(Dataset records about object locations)
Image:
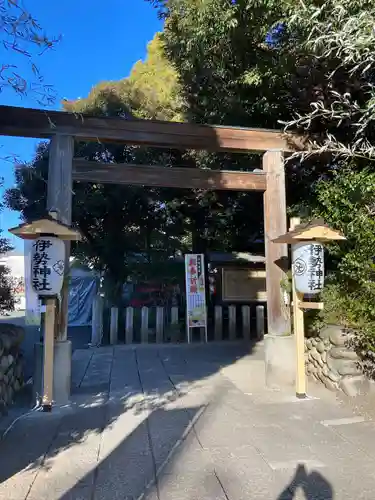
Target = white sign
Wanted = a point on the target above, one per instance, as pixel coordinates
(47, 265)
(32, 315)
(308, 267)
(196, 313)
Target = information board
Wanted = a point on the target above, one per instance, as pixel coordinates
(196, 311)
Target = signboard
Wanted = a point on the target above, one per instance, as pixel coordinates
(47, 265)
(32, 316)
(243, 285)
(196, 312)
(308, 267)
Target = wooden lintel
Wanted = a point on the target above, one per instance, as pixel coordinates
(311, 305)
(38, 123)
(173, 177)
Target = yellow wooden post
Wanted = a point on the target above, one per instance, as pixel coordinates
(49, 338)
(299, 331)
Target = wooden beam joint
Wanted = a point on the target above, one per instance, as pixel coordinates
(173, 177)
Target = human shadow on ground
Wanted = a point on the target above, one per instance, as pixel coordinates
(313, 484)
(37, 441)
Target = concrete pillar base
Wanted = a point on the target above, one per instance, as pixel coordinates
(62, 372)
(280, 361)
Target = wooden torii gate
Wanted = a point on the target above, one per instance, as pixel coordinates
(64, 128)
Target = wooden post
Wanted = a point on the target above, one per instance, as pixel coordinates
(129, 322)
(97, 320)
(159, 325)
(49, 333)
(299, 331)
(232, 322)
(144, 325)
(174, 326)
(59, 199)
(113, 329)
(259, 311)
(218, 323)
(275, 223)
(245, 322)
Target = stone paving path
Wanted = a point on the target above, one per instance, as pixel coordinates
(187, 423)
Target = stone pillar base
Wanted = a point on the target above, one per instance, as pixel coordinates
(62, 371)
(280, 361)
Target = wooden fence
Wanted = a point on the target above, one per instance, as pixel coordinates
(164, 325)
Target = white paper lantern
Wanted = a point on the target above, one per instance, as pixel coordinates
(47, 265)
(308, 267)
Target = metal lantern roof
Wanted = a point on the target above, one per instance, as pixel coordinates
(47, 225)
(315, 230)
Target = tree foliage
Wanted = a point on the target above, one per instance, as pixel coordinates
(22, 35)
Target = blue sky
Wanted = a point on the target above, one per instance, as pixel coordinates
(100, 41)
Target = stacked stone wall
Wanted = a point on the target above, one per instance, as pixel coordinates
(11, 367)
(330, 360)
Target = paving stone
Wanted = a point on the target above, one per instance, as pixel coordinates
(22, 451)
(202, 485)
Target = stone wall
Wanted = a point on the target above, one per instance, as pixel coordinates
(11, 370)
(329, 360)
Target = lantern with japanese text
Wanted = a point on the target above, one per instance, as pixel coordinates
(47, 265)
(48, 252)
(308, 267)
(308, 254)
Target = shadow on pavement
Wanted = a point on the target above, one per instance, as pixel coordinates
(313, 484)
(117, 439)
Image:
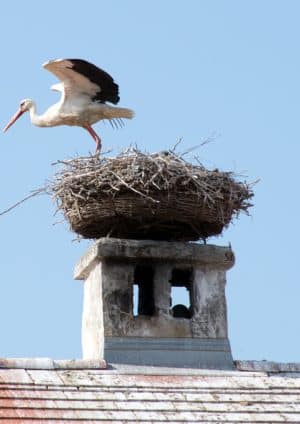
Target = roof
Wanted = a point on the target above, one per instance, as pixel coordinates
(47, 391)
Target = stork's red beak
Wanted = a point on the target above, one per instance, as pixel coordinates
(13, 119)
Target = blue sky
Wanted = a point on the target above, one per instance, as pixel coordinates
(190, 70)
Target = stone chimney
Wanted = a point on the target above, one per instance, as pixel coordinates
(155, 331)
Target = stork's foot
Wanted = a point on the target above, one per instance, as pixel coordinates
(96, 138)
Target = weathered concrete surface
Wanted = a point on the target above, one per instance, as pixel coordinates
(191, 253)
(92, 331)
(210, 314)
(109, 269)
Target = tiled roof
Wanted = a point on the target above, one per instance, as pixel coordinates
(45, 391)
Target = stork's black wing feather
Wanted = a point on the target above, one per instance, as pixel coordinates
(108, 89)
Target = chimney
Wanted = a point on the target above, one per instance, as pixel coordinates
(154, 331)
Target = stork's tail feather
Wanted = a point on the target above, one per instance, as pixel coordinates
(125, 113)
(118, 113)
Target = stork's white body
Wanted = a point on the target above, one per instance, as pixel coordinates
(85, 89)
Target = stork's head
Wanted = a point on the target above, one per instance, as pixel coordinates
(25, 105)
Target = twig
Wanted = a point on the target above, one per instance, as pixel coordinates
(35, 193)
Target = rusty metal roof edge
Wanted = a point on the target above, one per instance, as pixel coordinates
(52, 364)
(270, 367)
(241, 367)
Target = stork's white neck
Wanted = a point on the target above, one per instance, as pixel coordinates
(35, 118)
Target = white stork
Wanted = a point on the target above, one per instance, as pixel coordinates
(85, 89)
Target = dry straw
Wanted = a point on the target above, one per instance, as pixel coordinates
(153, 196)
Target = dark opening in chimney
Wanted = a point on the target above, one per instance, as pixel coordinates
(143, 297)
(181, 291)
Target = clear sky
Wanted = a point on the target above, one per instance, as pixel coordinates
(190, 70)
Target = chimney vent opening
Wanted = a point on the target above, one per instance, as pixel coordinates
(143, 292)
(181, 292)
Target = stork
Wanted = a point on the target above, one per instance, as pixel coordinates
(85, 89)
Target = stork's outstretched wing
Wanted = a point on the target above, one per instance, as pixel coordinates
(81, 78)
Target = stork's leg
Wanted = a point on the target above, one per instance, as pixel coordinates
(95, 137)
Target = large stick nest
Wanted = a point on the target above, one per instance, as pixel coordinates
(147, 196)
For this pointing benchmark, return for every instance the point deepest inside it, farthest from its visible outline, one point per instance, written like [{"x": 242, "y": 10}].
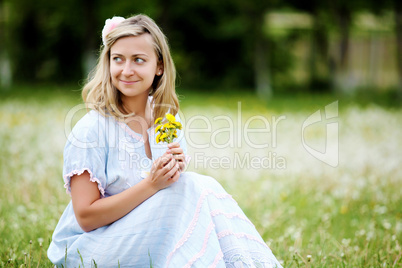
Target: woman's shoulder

# [WHAT THIS TASK INVOLVES]
Write out all of the data above line for line, leaving out the pictures.

# [SOLUTION TO THIS PROBLEM]
Image:
Target = white sign
Wanted = a point on the target above, one per instance, as pixel coordinates
(47, 265)
(32, 315)
(308, 267)
(196, 313)
Target = information board
Wanted = a point on the target above, one per instance, as pixel coordinates
(196, 311)
Target = signboard
Wanted = a point on the target above, one per instance, as pixel coordinates
(47, 265)
(32, 316)
(243, 285)
(196, 312)
(308, 267)
Target = wooden lintel
Wanted = a point on the target above, one per instance, as pixel coordinates
(311, 305)
(38, 123)
(173, 177)
Target = yellow wooden post
Wanted = a point on the target above, one per instance, as pixel coordinates
(49, 338)
(299, 331)
Target = wooden beam joint
Wanted = a point on the target above, one per instance, as pixel coordinates
(173, 177)
Target = human shadow on ground
Wanted = a point on the target above, one per instance, as pixel coordinates
(313, 484)
(37, 441)
Target = concrete pillar base
Wanted = a point on the target above, one per instance, as pixel coordinates
(62, 372)
(280, 361)
Target = wooden torii gate
Wanted = a point on the target above, one per instance, as pixel coordinates
(64, 128)
Target = wooden post
Wanted = a point on the target above, one per instance, as pixel coordinates
(129, 322)
(97, 320)
(159, 325)
(49, 333)
(299, 331)
(232, 322)
(144, 325)
(174, 326)
(59, 199)
(113, 329)
(259, 311)
(218, 323)
(275, 223)
(245, 322)
Target = stone paving path
Wanted = a point on the target above, one per instance, as pixel coordinates
(187, 423)
Target = stone pillar base
Wanted = a point on the target above, one per instance, as pixel coordinates
(62, 371)
(280, 361)
Target = wooden fence
Wanted = a point on the target above, one per instance, as pixel coordinates
(164, 325)
Target = white paper lantern
Wanted = a point on the target above, one per instance, as pixel coordinates
(47, 265)
(308, 267)
Target = metal lantern roof
Wanted = a point on the target above, one per instance, as pixel coordinates
(47, 225)
(315, 230)
Target = tree foliage
Wanted = a point on the target above, one per instance, as pixel coordinates
(22, 35)
Target = blue sky
Wanted = a point on the target above, one per instance, as pixel coordinates
(100, 41)
Target = stacked stone wall
Wanted = a point on the target above, one per instance, as pixel coordinates
(11, 367)
(330, 360)
Target = paving stone
Wanted = a point on the target above, one per instance, as pixel coordinates
(22, 451)
(202, 485)
Target = stone wall
Wanted = a point on the target above, one per instance, as pixel coordinates
(11, 370)
(329, 360)
Target = lantern with japanese text
Wanted = a point on the target above, one per instance, as pixel coordinates
(47, 265)
(48, 252)
(308, 267)
(308, 254)
Target = shadow on pavement
Wanted = a point on the target above, one per instance, as pixel coordinates
(313, 484)
(117, 439)
Image:
Target = roof
Wanted = a point on the target above, one per instance, as pixel coordinates
(47, 391)
Target = stork's red beak
Wanted = a point on the target above, one per instance, as pixel coordinates
(13, 119)
Target = blue sky
Wanted = a point on the target above, one per instance, as pixel coordinates
(190, 70)
Target = stone chimney
Wanted = a point on the target above, one per instance, as pixel coordinates
(155, 331)
Target = stork's foot
Wanted = a point on the target above, one per instance, as pixel coordinates
(96, 138)
Target = weathered concrete surface
Wanted = a point on the target above, one per instance, as pixel coordinates
(191, 253)
(92, 331)
(210, 314)
(109, 269)
Target = tiled roof
Wanted = a point on the target above, one per instance, as pixel coordinates
(45, 391)
Target = stork's black wing feather
Wanted = a point on the target above, one per instance, as pixel coordinates
(108, 89)
Target = chimney
Wanted = a point on the target above, one per instance, as pixel coordinates
(154, 331)
Target = stork's tail feather
Wanted = a point on the target above, one per instance, as pixel coordinates
(125, 113)
(118, 113)
Target = stork's white body
Wanted = a point on the target above, one per instance, as pixel coordinates
(85, 89)
Target = stork's head
Wanted = a point on the target above, one per instance, as pixel coordinates
(25, 105)
Target = twig
Wanted = a point on the target above, one per instance, as pixel coordinates
(35, 193)
Target = rusty metal roof edge
Wanted = a point on the target above, one per instance, as pixel coordinates
(52, 364)
(270, 367)
(241, 367)
Target = stork's white neck
Wanted = a point on the target above, one per instance, as pixel coordinates
(35, 118)
Target = white stork
Wanted = a point on the target above, one per instance, as pixel coordinates
(85, 89)
Target = dry straw
Wanted = a point on the target above, one per instance, as pixel coordinates
(153, 196)
Target = dark opening in chimney
Wanted = a point on the target above, one per instance, as pixel coordinates
(143, 297)
(181, 291)
Target = clear sky
Wanted = a point on the target above, one per instance, as pixel coordinates
(190, 70)
Target = chimney vent opening
Wanted = a point on the target above, one per instance, as pixel coordinates
(143, 292)
(181, 292)
Target = stork
Wanted = a point on the target above, one per instance, as pixel coordinates
(85, 89)
Target = stork's outstretched wing
Wanted = a point on the target above, one per instance, as pixel coordinates
(81, 78)
Target = stork's leg
Wanted = a point on the target above, one per instance, as pixel coordinates
(95, 137)
Target = large stick nest
Wanted = a point on the target above, one per instance, as pixel coordinates
(147, 196)
For this pointing benchmark, return for every instance the point deepest inside it, farthest from its visible outline, one point per instance, written like [{"x": 242, "y": 10}].
Target: woman's shoulder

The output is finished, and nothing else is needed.